Point-per-instance localization data:
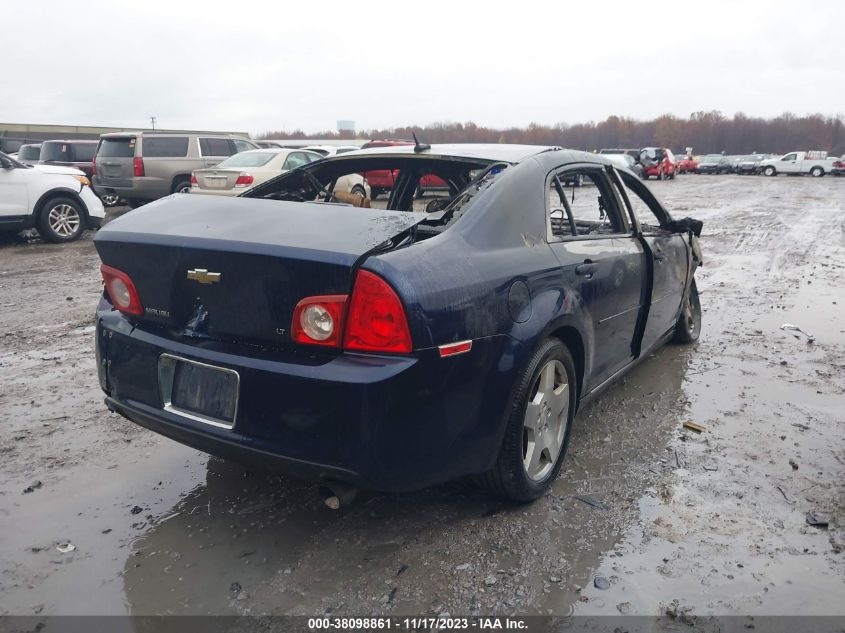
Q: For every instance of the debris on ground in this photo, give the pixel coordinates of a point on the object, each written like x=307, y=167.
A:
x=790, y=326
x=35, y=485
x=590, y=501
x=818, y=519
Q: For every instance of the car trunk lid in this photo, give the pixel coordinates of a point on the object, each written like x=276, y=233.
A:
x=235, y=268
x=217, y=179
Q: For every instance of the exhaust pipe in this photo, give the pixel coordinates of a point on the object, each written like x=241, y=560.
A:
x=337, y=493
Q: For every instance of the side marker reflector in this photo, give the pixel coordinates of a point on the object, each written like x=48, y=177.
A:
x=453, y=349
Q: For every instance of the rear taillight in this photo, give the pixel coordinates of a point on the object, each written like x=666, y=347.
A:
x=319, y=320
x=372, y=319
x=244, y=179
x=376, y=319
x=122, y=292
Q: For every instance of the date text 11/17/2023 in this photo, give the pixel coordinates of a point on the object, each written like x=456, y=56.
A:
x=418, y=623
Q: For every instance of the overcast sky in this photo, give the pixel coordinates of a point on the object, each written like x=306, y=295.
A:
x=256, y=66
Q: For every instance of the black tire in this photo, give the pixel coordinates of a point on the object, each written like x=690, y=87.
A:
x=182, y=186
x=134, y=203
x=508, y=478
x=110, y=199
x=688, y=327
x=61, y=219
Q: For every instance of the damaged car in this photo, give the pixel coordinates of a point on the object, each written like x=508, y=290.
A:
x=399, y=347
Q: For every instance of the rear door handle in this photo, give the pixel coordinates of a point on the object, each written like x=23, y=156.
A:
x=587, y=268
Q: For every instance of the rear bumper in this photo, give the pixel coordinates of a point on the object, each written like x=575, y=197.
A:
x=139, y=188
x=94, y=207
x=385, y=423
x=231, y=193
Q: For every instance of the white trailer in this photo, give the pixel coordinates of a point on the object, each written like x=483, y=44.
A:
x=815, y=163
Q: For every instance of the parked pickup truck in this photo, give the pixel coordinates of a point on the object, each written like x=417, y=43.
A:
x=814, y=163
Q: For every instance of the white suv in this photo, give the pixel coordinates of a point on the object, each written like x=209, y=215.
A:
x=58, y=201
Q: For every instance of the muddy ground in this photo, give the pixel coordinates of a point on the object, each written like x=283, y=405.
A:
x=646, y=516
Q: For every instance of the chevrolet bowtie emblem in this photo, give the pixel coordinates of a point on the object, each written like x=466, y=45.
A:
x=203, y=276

**WHAT YOU NEED TO DO:** Restate each entry word for word, leaving out any pictures.

**RESULT:**
Q: For every instance of the debris on ground in this photo, give the pixel coordinates of a point on the object, each written like x=307, y=167.
A:
x=790, y=326
x=35, y=485
x=590, y=501
x=818, y=519
Q: For every instance of the car trunk lid in this photo, give the pixel coordinates of a point on the object, each written like x=276, y=233.
A:
x=235, y=268
x=217, y=179
Q: For every instance of the exhaust pipe in this photo, give the pixel coordinates of a point on the object, each written like x=241, y=560.
A:
x=337, y=493
Q: For every instance of the side marker reflector in this photo, give the pixel coordinates of a point on the object, each written like x=48, y=177.
A:
x=453, y=349
Q: For every instance of the rear taillight in this photo, give the pixel coordinates of a point on the object, each written like x=666, y=347.
A:
x=319, y=320
x=372, y=319
x=244, y=179
x=376, y=319
x=122, y=292
Q: For every instance of the date text 11/17/2023 in this photo, give the pixel coordinates of a point on the object, each written like x=456, y=56.
A:
x=418, y=623
Q: For every instance of the overcast sky in this photo, give the pixel coordinates of a point on the object, each written like x=306, y=295.
A:
x=256, y=66
Q: For every instance of the black tire in this photo, give the pixel coordinates of a point on the object, each written like x=690, y=87.
A:
x=182, y=186
x=134, y=203
x=508, y=478
x=110, y=199
x=688, y=327
x=61, y=219
Q: For every instance of the damaged car in this photo, give the pixel coordinates of a point on the object, each written like x=508, y=290.
A:
x=399, y=347
Q: For every instance of the rear door handle in this photo, give the pixel coordinates of a point on the object, each written like x=23, y=156.
A:
x=587, y=268
Q: For every instance of the rear bumper in this photo, give the pixel coordinates of a point on the object, each written like x=575, y=197.
A:
x=139, y=188
x=94, y=207
x=385, y=423
x=231, y=193
Q: For every instance of the white trailer in this photo, give the pixel coordinates of a point on the object, each written like x=483, y=44.
A:
x=815, y=163
Q: For every instance of the parked pickup truck in this photo, give the pixel coordinates of a point on the object, each written like x=417, y=43.
A:
x=814, y=163
Q: For every instance of the white suv in this photo, give the pixel coordinates of a point on the object, each written like x=209, y=215.
A:
x=58, y=201
Q: For every instance of the muddy ground in this photo, give the pixel coordinates of a point on the object, each written like x=283, y=405.
A:
x=646, y=516
Q: For every instance of the chevrolet bowtie emblem in this photo, give the pixel coordinates of a point on the object, each written like x=466, y=45.
A:
x=203, y=276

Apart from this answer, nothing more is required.